# EXERCISE REQUIREMENTS:
Count the lines in the records below that contain the string "person", treating uppercase and lowercase as different, and reply with that number only.
★ ★ ★ ★ ★
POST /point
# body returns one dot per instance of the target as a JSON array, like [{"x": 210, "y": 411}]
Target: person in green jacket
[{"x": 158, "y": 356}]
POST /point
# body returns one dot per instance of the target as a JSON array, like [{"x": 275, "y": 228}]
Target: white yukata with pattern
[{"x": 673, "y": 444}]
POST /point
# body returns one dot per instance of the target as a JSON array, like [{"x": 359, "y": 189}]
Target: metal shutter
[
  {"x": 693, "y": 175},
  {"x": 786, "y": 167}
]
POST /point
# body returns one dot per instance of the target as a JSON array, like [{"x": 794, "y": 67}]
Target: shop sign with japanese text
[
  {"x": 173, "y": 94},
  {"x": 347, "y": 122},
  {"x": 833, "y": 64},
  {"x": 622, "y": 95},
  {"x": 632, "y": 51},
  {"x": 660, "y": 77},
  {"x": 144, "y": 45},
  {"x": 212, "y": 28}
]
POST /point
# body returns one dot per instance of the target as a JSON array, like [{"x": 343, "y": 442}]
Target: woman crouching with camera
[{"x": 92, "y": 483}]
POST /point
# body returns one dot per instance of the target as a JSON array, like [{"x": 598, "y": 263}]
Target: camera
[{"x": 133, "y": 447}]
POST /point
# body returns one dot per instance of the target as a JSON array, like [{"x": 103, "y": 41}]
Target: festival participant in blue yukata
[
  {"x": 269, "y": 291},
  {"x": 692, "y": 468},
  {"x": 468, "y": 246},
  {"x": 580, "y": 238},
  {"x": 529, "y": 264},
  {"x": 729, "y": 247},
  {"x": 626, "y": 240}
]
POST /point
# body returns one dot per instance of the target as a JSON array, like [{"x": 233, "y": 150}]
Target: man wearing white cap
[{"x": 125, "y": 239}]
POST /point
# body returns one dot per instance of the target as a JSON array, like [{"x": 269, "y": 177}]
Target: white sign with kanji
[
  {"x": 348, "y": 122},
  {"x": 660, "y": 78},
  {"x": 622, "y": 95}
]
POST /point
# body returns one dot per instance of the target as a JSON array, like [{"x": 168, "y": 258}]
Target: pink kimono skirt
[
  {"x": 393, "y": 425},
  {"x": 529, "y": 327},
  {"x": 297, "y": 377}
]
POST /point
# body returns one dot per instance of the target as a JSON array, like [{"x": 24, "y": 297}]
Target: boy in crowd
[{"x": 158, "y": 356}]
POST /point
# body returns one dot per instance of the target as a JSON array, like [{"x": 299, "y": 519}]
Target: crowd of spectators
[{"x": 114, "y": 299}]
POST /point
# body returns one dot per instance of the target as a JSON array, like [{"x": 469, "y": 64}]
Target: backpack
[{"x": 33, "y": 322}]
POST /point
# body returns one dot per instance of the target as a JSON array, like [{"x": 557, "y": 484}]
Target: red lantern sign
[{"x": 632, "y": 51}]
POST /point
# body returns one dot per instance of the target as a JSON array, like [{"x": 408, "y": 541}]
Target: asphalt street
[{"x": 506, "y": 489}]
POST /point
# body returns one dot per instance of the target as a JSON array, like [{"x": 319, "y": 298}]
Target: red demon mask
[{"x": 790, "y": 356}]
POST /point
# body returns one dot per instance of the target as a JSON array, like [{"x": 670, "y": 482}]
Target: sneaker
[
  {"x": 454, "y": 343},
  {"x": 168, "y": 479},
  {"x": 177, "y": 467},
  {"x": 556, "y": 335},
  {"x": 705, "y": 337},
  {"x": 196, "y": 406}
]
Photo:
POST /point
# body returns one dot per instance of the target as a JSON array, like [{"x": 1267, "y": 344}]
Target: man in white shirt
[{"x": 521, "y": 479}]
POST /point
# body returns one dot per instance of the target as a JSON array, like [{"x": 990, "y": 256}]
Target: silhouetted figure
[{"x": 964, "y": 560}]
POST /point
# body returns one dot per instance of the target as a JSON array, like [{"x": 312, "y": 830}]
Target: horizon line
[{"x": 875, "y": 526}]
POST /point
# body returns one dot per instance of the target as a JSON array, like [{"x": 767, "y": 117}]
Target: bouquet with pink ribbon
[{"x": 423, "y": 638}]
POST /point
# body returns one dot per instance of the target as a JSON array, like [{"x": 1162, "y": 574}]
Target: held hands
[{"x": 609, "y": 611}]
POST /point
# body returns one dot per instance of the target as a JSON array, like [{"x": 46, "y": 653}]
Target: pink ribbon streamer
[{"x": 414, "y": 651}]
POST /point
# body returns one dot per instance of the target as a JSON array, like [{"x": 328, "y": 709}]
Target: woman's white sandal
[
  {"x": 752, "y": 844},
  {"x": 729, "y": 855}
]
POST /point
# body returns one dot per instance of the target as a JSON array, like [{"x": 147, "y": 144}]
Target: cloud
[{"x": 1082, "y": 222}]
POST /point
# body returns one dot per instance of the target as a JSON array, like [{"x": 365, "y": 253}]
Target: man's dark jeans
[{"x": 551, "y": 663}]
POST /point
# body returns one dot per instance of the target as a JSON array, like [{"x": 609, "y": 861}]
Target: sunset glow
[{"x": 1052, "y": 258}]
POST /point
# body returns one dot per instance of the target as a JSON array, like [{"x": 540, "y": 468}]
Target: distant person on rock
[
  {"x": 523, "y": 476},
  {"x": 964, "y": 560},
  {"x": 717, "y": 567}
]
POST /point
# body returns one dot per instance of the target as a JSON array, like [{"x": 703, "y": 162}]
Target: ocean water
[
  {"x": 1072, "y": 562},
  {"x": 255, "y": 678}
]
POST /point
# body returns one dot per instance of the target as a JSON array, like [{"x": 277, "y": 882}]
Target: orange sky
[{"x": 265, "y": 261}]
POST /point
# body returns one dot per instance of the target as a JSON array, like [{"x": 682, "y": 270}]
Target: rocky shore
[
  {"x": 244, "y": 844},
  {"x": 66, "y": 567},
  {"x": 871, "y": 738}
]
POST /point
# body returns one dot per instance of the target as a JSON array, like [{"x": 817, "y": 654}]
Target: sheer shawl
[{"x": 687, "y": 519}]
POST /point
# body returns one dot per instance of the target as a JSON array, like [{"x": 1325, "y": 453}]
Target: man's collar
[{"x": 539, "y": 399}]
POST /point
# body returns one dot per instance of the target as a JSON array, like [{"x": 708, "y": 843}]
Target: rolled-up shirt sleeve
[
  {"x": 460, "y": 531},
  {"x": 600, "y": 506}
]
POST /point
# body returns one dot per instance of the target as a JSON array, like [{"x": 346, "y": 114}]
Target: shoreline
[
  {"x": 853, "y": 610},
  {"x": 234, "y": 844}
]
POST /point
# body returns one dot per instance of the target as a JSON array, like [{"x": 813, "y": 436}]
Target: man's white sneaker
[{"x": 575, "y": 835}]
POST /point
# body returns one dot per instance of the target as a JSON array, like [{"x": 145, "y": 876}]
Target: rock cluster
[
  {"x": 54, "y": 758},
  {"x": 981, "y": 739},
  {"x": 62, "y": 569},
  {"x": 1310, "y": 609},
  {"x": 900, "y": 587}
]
★ ★ ★ ★ ★
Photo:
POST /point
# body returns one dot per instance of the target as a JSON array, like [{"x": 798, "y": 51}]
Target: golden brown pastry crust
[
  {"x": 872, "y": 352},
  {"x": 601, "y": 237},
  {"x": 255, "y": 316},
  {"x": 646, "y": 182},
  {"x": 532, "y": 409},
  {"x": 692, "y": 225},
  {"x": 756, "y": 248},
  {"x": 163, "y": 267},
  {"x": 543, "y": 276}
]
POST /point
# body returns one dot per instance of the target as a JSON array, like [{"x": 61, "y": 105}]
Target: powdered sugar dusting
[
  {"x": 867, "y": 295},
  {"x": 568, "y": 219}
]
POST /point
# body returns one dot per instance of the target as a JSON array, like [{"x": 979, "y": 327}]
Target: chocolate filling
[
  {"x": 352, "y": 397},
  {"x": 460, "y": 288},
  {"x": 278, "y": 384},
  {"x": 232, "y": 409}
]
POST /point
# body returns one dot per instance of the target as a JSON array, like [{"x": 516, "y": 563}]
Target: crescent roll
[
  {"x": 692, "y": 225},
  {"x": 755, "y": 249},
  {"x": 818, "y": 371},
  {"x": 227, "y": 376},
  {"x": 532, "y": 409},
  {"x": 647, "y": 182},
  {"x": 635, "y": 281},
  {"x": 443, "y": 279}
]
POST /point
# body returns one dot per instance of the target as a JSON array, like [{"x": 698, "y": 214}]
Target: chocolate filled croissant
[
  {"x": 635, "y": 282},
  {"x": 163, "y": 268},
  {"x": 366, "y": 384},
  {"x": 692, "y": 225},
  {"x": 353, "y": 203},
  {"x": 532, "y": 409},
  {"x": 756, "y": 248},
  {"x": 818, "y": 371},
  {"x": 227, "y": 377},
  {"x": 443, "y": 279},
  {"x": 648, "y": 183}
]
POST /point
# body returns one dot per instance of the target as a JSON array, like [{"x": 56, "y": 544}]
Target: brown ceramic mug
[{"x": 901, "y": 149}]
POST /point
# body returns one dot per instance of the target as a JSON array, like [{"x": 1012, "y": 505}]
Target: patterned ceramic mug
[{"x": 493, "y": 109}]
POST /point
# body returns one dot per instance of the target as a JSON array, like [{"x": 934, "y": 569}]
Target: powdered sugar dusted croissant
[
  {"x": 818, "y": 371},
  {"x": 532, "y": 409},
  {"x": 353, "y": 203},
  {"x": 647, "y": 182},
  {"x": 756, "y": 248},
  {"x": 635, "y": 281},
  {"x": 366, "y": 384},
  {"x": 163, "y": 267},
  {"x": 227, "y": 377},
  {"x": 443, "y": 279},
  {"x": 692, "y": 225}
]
★ ★ ★ ★ ★
# ANSWER TO THIS TASK:
2